> [The task]: From the text on Shor's factoring probabilities, extract the passage between "(Oddly, I also" and "be factored classically.", inclusive.
## Start Provided text
Probability of a period resulting in factoring

In Shor's original paper, you can find the following statement:

The multiplicative group (mod $p^α$) for any odd prime power $p^α$ is cyclic [Knuth 1981], so for any odd prime power $p_i^{a_i}$, the probability is at most 1/2 of choosing an $x_i$ having any particular power of two as the largest divisor of its order $r_i$. Thus each of these powers of 2 has at most a 50% probability of agreeing with the previous ones, so all k of them agree with probability at most $1/2^{k−1}$, and there is at least a $1 - 1/2^{k-1}$ chance that the $x$ we choose is good. This scheme will thus work as long as $n$ is odd and not a prime power; finding factors of prime powers can be done efficiently with classical methods

(Oddly, I also found an older version of the paper with a bound of $1-2^{-k}$ instead of $1-2^{1-k}$. Might be an error that was corrected?)

This implies a 50% chance of success of getting a good period (steps 4+5), since all numbers have at least two distinct factors or else can be factored classically.

Probability of a sample determining a period

For getting a good sample (step 3), Shor gives a more complicated bound. If you sample a value with a $k$ that's not relatively prime to the period, the period you recover will be wrong. But integers have a limited number of divisors, and Shor cites a bound:

There are also $r$ possible values for $x^k$, since $r$ is the order of $x$. Thus, there are $r \phi(r)$ states which would enable us to obtain $r$. Since each of these states occurs with probability at least $\frac{1}{3r^2}$, we obtain $r$ with probability at least $\frac{\phi(r)}{3r}$. Using the theorem that $\phi(r)/r > k/\log \log r$ for some fixed $k$ [17, Theorem 328], this shows that we find $r$ at least a $k/ \log \log r$ fraction of the time.
## End Provided text
## Start Record excerpts
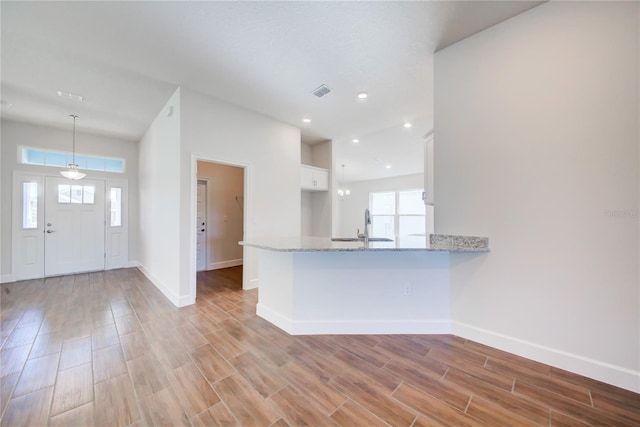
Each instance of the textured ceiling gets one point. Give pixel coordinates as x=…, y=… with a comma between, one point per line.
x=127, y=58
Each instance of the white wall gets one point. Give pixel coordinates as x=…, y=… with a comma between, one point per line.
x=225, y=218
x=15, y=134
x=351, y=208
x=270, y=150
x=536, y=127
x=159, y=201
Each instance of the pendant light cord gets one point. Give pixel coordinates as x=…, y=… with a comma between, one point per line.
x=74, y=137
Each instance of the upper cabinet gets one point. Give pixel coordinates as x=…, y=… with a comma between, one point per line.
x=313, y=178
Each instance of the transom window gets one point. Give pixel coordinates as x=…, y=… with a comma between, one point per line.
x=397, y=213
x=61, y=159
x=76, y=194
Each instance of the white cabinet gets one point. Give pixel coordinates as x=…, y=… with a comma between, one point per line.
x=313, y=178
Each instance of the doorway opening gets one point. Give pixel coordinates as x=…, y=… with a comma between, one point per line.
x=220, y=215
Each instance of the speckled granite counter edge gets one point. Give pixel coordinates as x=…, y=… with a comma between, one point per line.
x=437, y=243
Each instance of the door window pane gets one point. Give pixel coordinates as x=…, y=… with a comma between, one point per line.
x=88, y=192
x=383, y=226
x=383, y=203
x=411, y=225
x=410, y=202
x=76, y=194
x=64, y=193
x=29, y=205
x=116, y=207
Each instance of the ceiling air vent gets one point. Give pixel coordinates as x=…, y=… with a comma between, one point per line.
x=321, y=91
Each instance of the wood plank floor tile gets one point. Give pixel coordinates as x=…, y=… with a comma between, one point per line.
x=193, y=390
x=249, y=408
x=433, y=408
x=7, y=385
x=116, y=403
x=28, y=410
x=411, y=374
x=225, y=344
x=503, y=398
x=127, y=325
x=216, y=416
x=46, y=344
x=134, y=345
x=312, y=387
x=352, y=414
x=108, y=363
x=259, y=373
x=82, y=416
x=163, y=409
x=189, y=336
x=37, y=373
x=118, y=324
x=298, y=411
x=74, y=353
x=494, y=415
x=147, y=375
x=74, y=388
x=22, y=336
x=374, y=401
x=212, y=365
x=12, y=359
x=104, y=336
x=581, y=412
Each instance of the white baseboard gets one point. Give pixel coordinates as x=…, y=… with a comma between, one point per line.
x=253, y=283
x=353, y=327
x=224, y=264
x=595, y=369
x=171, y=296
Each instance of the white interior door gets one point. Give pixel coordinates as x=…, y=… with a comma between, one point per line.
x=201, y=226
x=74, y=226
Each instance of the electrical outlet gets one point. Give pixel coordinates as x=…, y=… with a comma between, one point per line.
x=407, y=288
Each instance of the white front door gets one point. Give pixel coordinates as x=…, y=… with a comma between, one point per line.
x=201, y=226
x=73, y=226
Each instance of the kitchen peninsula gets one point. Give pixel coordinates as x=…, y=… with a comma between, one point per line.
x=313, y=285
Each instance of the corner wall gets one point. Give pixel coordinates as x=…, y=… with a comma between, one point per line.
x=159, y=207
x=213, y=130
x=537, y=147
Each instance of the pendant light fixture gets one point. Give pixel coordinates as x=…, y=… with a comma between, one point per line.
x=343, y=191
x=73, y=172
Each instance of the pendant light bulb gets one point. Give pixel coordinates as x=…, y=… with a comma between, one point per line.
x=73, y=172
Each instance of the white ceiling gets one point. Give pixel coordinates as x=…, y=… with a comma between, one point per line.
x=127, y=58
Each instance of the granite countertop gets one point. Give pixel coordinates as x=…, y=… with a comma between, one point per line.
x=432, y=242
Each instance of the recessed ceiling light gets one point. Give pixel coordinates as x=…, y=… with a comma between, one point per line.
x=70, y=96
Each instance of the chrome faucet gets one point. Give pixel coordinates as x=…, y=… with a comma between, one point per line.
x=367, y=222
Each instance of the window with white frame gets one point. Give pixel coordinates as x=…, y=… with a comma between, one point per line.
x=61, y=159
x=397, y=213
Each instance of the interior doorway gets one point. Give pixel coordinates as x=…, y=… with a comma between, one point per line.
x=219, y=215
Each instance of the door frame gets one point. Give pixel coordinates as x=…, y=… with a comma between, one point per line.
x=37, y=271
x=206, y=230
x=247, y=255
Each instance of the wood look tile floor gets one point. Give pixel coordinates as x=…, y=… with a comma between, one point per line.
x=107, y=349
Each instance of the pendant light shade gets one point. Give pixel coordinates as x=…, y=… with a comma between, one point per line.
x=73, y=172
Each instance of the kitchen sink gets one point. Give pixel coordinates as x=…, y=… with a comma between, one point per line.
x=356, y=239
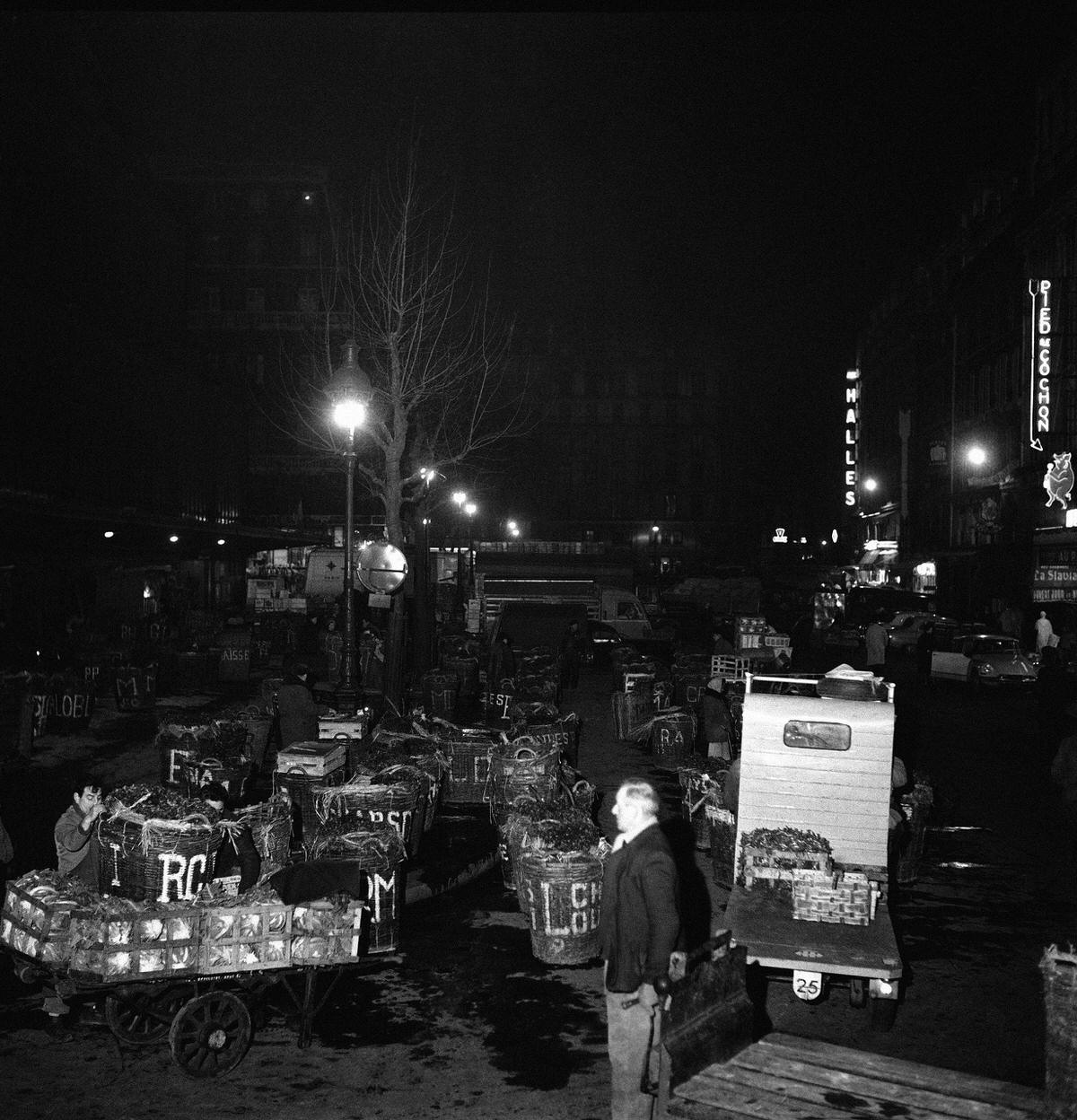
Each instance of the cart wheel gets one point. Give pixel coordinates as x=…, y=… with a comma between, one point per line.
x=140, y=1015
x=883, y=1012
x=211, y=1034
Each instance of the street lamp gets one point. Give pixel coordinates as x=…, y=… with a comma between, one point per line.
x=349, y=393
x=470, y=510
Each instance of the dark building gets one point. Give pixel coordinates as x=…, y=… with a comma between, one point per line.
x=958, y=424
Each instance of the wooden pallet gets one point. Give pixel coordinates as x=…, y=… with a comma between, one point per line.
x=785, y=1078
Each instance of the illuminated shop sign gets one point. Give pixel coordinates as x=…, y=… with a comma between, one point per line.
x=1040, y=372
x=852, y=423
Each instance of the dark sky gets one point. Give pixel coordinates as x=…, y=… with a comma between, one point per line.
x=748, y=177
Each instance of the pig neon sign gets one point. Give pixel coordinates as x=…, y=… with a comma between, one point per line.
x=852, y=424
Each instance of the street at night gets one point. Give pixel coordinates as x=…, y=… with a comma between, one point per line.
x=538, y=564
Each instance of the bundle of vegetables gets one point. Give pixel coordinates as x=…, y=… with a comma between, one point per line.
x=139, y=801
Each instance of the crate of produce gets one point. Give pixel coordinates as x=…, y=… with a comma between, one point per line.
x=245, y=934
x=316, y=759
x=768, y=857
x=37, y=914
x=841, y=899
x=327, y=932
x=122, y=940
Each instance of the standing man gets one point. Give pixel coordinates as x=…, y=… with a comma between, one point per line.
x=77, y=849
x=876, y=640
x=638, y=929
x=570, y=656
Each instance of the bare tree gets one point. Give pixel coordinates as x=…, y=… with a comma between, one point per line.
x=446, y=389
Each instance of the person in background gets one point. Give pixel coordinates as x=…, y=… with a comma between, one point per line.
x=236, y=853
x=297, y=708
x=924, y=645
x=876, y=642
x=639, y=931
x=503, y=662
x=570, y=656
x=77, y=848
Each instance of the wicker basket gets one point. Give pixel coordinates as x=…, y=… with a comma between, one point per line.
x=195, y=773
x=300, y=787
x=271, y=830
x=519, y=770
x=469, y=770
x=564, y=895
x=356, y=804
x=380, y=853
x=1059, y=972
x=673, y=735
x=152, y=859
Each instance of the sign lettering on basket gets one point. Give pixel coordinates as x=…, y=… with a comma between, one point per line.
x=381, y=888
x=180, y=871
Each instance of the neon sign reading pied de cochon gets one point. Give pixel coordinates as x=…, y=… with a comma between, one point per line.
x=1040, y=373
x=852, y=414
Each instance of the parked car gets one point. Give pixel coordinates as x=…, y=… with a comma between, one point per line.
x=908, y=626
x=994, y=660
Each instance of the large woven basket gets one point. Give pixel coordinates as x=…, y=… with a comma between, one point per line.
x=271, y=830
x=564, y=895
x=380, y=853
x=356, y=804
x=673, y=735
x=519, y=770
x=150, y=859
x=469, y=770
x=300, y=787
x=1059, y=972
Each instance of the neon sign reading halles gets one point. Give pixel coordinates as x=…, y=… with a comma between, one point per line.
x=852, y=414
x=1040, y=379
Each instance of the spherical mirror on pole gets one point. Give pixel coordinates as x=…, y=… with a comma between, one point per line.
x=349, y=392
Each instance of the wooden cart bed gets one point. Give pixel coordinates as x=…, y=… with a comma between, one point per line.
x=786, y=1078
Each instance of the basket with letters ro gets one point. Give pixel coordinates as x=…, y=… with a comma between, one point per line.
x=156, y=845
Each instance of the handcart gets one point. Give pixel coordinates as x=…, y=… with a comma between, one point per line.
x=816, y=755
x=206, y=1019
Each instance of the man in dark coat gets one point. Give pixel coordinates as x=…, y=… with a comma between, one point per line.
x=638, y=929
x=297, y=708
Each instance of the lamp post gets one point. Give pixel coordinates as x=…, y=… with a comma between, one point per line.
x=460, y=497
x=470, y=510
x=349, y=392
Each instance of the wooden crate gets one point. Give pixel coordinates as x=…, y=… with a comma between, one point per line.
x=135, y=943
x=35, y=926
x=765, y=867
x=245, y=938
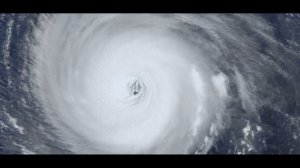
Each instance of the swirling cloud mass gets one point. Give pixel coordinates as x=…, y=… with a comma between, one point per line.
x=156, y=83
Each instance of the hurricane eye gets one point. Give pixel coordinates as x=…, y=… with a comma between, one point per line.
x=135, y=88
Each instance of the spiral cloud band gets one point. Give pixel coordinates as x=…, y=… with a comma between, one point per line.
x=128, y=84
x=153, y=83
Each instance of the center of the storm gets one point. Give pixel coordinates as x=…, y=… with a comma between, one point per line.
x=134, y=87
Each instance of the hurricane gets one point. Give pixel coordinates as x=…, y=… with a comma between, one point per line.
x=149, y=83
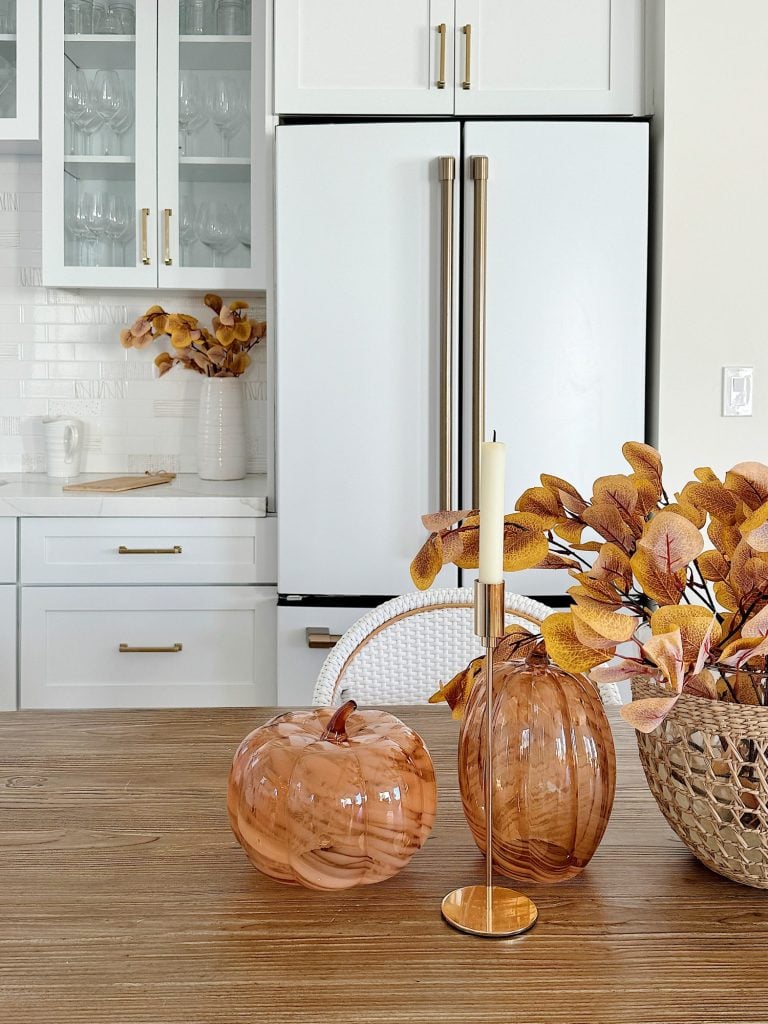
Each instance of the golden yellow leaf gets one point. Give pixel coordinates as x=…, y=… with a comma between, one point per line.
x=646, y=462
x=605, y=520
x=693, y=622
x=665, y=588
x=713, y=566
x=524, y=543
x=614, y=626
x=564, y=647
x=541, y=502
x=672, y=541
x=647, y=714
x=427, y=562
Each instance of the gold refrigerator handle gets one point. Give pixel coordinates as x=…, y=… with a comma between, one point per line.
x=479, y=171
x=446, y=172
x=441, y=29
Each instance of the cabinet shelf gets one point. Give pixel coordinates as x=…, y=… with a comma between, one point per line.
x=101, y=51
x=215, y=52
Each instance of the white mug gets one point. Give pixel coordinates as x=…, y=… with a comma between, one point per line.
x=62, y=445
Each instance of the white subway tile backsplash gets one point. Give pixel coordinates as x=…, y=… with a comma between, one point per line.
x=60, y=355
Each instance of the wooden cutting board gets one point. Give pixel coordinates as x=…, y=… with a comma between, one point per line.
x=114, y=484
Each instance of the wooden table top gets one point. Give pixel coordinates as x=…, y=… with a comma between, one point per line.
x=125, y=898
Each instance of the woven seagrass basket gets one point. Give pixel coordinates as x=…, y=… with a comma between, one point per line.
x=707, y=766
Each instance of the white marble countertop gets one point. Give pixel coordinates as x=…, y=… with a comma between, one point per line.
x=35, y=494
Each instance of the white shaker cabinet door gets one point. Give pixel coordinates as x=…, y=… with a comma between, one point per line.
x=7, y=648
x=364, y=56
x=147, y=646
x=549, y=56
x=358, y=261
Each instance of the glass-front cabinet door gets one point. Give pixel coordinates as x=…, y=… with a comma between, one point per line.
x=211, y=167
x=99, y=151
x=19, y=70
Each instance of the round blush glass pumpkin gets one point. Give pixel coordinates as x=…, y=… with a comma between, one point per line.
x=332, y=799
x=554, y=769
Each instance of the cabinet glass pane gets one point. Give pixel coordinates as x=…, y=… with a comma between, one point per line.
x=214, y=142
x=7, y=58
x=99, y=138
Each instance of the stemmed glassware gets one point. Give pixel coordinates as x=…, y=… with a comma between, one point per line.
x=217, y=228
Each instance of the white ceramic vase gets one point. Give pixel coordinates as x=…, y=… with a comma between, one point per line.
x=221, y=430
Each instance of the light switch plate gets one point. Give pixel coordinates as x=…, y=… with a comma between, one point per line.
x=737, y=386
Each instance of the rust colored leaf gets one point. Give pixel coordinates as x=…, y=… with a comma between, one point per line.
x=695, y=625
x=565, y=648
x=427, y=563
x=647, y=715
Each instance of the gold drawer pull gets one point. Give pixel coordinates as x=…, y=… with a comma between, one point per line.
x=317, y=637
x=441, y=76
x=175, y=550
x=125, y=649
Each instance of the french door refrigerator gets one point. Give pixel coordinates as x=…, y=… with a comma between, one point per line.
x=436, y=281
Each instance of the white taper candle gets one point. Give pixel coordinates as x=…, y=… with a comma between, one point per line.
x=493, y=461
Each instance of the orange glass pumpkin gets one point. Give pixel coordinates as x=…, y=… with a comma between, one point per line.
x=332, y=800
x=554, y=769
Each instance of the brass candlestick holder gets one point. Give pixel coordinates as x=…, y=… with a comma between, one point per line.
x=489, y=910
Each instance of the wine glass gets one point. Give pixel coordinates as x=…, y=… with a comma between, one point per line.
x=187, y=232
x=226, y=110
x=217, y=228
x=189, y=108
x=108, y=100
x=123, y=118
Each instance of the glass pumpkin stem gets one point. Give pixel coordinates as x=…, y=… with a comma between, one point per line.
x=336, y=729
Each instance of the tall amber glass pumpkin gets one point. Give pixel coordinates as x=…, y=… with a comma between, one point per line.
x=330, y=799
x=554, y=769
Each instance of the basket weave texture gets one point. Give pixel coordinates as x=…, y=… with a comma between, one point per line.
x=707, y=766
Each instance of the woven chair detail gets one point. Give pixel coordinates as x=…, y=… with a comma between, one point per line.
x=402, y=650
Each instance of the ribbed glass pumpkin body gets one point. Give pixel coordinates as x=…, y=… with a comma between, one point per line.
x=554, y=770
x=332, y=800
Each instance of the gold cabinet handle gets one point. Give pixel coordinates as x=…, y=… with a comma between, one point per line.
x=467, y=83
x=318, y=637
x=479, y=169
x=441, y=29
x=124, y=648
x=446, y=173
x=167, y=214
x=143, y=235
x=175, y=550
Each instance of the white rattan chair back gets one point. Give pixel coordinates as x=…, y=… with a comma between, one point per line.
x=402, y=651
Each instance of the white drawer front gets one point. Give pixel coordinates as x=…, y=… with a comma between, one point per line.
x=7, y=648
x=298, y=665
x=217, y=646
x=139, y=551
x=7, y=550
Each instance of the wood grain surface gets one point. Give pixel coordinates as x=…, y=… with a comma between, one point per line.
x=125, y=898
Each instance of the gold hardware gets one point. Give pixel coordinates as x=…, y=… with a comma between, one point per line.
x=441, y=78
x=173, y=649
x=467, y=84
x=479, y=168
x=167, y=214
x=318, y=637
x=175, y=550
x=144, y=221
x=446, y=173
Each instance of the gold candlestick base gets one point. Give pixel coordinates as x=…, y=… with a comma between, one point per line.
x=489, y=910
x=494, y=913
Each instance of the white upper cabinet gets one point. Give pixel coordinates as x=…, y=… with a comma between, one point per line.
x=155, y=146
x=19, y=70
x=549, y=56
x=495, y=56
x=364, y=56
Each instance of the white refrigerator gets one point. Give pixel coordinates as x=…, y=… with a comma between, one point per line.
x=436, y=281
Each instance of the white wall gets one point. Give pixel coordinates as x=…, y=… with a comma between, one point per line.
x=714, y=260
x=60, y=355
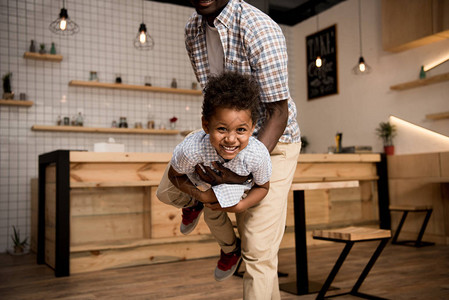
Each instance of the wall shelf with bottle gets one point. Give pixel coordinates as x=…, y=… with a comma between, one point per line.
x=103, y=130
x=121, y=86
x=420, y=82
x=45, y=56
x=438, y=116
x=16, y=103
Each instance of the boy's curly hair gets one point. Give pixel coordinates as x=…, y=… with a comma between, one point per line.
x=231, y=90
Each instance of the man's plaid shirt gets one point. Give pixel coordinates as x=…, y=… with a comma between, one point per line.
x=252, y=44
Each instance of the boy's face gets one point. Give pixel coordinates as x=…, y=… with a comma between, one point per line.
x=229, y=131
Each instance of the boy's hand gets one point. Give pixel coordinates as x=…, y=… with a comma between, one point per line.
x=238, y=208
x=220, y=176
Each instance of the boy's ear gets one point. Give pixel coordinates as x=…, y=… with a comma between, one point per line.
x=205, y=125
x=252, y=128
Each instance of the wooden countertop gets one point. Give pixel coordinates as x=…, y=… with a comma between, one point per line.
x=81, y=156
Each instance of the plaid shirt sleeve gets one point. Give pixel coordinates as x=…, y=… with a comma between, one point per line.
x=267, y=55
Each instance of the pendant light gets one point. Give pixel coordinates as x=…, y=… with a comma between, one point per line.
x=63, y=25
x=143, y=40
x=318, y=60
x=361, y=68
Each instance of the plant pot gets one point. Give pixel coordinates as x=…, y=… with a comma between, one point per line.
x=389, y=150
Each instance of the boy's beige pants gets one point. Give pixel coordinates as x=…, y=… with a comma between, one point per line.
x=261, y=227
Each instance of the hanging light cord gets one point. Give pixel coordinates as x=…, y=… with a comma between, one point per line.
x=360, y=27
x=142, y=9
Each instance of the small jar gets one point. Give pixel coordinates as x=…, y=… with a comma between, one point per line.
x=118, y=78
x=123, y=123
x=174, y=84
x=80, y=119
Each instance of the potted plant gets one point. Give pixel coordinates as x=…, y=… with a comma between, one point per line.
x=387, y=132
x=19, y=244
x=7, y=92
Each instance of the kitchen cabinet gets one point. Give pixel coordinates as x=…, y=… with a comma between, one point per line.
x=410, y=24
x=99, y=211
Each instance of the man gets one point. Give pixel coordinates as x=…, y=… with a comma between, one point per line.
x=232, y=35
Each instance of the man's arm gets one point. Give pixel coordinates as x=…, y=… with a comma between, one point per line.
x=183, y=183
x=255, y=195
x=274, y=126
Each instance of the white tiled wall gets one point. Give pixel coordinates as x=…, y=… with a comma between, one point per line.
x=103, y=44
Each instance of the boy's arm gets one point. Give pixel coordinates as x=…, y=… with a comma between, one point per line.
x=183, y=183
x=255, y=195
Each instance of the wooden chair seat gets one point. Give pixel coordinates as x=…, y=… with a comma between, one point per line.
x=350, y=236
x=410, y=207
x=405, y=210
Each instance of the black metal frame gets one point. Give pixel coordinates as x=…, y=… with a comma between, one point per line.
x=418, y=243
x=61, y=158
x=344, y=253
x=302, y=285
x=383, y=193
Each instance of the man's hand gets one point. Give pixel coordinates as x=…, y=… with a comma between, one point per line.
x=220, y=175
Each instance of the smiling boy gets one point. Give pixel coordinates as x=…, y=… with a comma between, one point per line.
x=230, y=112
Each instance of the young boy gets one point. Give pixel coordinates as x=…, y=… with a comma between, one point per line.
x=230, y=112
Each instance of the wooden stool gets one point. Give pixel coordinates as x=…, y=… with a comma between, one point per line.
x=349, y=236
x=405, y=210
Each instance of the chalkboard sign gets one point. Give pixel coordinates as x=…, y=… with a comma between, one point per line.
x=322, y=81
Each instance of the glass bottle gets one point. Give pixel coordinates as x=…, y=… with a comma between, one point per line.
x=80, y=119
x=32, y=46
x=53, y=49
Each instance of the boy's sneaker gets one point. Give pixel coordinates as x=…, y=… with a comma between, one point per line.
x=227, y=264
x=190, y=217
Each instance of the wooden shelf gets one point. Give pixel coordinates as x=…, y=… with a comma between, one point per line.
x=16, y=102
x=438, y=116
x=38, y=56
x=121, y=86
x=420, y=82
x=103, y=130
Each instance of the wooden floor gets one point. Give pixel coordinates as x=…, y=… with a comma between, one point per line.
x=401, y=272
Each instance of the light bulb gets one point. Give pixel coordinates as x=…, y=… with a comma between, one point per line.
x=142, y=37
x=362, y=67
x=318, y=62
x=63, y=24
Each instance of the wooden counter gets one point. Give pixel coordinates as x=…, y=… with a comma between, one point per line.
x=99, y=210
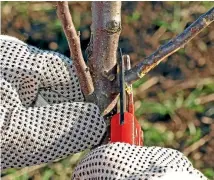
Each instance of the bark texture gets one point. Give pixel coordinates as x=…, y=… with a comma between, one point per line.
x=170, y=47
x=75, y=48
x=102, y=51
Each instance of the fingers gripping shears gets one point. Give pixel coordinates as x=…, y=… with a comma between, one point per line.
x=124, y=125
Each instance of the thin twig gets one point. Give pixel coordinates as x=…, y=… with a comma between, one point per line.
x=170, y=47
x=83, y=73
## End Record excerpts
> [Reply]:
(Oddly, I also found an older version of the paper with a bound of $1-2^{-k}$ instead of $1-2^{1-k}$. Might be an error that was corrected?)

This implies a 50% chance of success of getting a good period (steps 4+5), since all numbers have at least two distinct factors or else can be factored classically.